WHAT TO WORK ON:
Gather each line of the material below that contains the word "rings". Reproduce every such line in full.

LISTED RECORDS:

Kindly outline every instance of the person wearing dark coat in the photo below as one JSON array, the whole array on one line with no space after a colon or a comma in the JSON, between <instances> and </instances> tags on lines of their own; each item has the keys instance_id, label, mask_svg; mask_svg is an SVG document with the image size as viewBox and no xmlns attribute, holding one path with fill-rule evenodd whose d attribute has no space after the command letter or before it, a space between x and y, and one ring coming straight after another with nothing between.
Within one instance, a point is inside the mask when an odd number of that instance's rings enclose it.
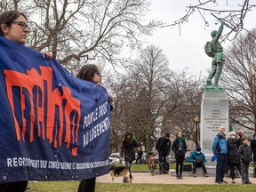
<instances>
[{"instance_id":1,"label":"person wearing dark coat","mask_svg":"<svg viewBox=\"0 0 256 192\"><path fill-rule=\"evenodd\" d=\"M135 160L134 148L138 147L139 144L136 142L135 137L132 134L132 132L126 132L122 141L120 156L122 159L124 159L125 165L129 169L130 179L132 179L131 166L132 161ZM124 178L124 182L126 182L125 178Z\"/></svg>"},{"instance_id":2,"label":"person wearing dark coat","mask_svg":"<svg viewBox=\"0 0 256 192\"><path fill-rule=\"evenodd\" d=\"M187 144L182 138L181 132L176 134L176 139L172 143L172 150L175 153L176 178L182 179L183 162L187 152Z\"/></svg>"},{"instance_id":3,"label":"person wearing dark coat","mask_svg":"<svg viewBox=\"0 0 256 192\"><path fill-rule=\"evenodd\" d=\"M252 138L251 148L253 155L253 177L256 178L256 132L253 133Z\"/></svg>"},{"instance_id":4,"label":"person wearing dark coat","mask_svg":"<svg viewBox=\"0 0 256 192\"><path fill-rule=\"evenodd\" d=\"M238 148L238 155L241 161L242 184L252 184L249 180L249 164L252 161L252 148L248 145L248 139L242 137L242 145Z\"/></svg>"},{"instance_id":5,"label":"person wearing dark coat","mask_svg":"<svg viewBox=\"0 0 256 192\"><path fill-rule=\"evenodd\" d=\"M171 151L172 141L170 140L170 133L166 132L165 136L160 137L156 144L156 149L158 151L159 162L163 167L165 164ZM167 158L166 158L167 157ZM162 170L161 170L162 172Z\"/></svg>"},{"instance_id":6,"label":"person wearing dark coat","mask_svg":"<svg viewBox=\"0 0 256 192\"><path fill-rule=\"evenodd\" d=\"M228 158L227 164L230 169L230 177L232 178L232 183L235 183L235 168L236 168L241 174L241 164L238 156L238 148L240 146L240 137L236 135L235 132L230 132L228 138Z\"/></svg>"},{"instance_id":7,"label":"person wearing dark coat","mask_svg":"<svg viewBox=\"0 0 256 192\"><path fill-rule=\"evenodd\" d=\"M196 150L192 152L188 158L188 162L193 163L193 175L194 177L196 177L196 167L202 167L204 176L208 177L207 171L205 168L205 156L201 151L200 146L197 146Z\"/></svg>"}]
</instances>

THE RESPONSE:
Within one instance, a point is inside the mask when an odd number of that instance's rings enclose it.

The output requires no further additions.